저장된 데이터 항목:
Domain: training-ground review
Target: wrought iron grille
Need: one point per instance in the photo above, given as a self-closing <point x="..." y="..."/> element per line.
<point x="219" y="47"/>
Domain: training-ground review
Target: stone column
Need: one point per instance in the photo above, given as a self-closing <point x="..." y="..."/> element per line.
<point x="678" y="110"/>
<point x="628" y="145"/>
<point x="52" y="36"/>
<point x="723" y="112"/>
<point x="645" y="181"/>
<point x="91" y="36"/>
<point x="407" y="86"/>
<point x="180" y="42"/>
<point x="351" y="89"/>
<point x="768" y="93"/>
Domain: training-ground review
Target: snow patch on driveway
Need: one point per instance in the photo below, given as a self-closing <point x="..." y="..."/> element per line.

짧은 연습: 위 기록 전체에서 "training-ground review"를 "site inspection"(으)로 바꿔 고쳐 쓰세요. 나머지는 모두 그대로 두세요.

과제 결과:
Domain: site inspection
Target: wrought iron grille
Need: one point per instance in the photo above, given as a self-closing <point x="..." y="..."/> element per line.
<point x="219" y="47"/>
Domain: site inspection
Target: stone column
Need: one point per instance in the photo above, given as a self-closing <point x="..." y="..."/> element per line.
<point x="678" y="110"/>
<point x="628" y="145"/>
<point x="52" y="36"/>
<point x="723" y="112"/>
<point x="645" y="181"/>
<point x="91" y="36"/>
<point x="407" y="86"/>
<point x="180" y="42"/>
<point x="351" y="89"/>
<point x="768" y="93"/>
Domain: site inspection
Target: snow patch on driveway
Need: one point per instance in the photo below, given as a self-closing <point x="..." y="..."/> element per line.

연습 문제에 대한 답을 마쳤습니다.